EXCERPTED TEXT section start

Schools
Dearborn Nursing Student Joins Wayne State University Research Team
Amber Buchholz will participate in an eight-week research program with undergraduate students at WSU.

Eight Wayne State University undergraduate nursing students are gaining unique insight about the research field thanks to a $40,000 grant awarded to the university’s College of Nursing and School of Medicine from the National Institute of Nursing Research of the National Institutes of Health.
The “Socio-behavior Training and Research (STAR) Program,” led by Dr. Xiaoming Li, professor of pediatrics and director of the Pediatric Prevention Research Center in the School of Medicine, and Nancy Artinian, associate dean for research and director of the Office for Health Research in the College of Nursing, will provide participants with skills and experiences not offered at the undergraduate level. In doing so, Artinian says, the students will have a more successful transition to research work environments or graduate studies sooner rather than later.
“Now is the time to get them excited about research and expose them to the many possibilities available in the field of nursing,” Artinian said. “We don’t want them to get to a doctorate level and find out that it is too late for a research career.”

EXCERPTED TEXT section end
PROVIDED RECORDS section start

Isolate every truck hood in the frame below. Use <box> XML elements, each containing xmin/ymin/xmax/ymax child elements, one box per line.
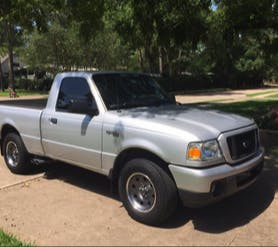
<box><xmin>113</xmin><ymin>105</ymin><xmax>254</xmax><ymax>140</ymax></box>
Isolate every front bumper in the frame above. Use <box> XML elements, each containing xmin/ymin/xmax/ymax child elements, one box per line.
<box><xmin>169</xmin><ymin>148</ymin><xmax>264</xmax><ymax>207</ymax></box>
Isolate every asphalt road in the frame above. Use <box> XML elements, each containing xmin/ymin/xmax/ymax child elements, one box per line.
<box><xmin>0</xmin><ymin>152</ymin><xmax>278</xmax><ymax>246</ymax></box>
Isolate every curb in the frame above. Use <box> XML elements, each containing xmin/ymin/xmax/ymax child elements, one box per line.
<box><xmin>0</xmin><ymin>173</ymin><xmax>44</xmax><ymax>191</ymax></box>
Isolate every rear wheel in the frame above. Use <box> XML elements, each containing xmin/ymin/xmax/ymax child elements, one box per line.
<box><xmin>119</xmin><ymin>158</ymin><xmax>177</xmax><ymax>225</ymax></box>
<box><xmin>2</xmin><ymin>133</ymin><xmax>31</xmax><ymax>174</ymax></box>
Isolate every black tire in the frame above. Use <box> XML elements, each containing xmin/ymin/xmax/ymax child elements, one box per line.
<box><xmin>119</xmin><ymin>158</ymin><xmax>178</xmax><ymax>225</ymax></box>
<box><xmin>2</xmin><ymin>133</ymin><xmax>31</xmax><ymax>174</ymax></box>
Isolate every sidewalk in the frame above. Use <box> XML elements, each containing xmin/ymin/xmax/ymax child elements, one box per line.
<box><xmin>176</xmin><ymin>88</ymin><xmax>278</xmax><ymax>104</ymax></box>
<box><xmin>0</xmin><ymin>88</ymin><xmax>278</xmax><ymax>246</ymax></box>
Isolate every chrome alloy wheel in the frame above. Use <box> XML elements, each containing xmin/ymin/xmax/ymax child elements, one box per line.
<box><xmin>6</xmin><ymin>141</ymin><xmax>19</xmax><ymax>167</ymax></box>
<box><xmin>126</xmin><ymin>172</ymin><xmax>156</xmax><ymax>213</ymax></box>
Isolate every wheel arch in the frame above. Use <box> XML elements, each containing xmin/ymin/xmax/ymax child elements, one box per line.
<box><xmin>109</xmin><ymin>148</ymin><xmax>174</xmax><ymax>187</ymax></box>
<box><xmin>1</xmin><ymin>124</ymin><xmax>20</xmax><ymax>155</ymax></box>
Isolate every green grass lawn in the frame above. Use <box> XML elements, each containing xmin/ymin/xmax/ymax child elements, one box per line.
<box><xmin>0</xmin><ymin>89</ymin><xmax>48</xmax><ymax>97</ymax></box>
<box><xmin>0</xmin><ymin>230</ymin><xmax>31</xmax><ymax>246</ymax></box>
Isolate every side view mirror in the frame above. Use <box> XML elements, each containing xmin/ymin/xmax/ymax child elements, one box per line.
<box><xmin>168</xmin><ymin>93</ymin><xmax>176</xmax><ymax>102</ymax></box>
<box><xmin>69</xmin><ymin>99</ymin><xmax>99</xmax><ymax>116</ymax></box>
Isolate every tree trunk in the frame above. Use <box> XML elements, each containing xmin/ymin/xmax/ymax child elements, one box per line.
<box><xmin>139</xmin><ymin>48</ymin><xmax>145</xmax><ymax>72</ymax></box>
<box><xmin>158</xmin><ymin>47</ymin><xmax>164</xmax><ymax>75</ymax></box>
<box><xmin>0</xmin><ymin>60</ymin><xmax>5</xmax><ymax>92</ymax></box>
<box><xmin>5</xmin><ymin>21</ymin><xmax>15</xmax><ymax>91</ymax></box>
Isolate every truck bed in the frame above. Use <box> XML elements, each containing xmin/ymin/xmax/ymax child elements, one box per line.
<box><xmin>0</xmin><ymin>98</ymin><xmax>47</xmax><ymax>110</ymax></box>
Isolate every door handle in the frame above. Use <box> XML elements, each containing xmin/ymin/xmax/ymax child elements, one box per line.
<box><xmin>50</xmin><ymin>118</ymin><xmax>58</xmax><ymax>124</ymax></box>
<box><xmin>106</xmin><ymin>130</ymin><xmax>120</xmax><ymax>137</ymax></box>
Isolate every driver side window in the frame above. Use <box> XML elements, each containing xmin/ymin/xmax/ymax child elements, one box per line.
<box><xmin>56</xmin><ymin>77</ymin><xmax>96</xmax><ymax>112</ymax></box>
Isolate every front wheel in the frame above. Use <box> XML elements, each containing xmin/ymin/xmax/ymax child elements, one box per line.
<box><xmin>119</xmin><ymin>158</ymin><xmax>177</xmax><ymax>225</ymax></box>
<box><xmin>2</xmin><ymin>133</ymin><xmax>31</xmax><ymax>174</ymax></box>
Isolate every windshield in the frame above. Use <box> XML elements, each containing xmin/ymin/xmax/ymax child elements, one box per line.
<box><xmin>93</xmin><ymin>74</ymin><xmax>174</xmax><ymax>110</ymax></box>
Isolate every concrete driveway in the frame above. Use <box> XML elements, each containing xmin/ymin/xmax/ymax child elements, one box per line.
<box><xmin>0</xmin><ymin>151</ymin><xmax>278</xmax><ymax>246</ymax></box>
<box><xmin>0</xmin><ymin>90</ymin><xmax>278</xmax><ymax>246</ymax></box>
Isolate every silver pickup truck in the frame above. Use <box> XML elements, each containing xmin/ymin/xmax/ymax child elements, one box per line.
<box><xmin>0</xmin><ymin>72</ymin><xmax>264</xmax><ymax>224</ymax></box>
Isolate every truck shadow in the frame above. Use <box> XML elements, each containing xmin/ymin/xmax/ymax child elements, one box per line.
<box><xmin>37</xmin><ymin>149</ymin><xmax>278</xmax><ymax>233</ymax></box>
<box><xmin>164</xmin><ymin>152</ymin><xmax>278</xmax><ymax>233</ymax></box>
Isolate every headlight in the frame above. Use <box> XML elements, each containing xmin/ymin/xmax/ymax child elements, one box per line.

PROVIDED RECORDS section end

ABOUT THIS EXERCISE: Write out the article on the Wayne State nursing research program again, starting with "Eight Wayne State" and going on through "rather than later.", and swap "College of Nursing" for "School of Nursing" everywhere it occurs. These items were taken from a different source.

EXERCISE RESULT:
Eight Wayne State University undergraduate nursing students are gaining unique insight about the research field thanks to a $40,000 grant awarded to the university’s School of Nursing and School of Medicine from the National Institute of Nursing Research of the National Institutes of Health.
The “Socio-behavior Training and Research (STAR) Program,” led by Dr. Xiaoming Li, professor of pediatrics and director of the Pediatric Prevention Research Center in the School of Medicine, and Nancy Artinian, associate dean for research and director of the Office for Health Research in the School of Nursing, will provide participants with skills and experiences not offered at the undergraduate level. In doing so, Artinian says, the students will have a more successful transition to research work environments or graduate studies sooner rather than later.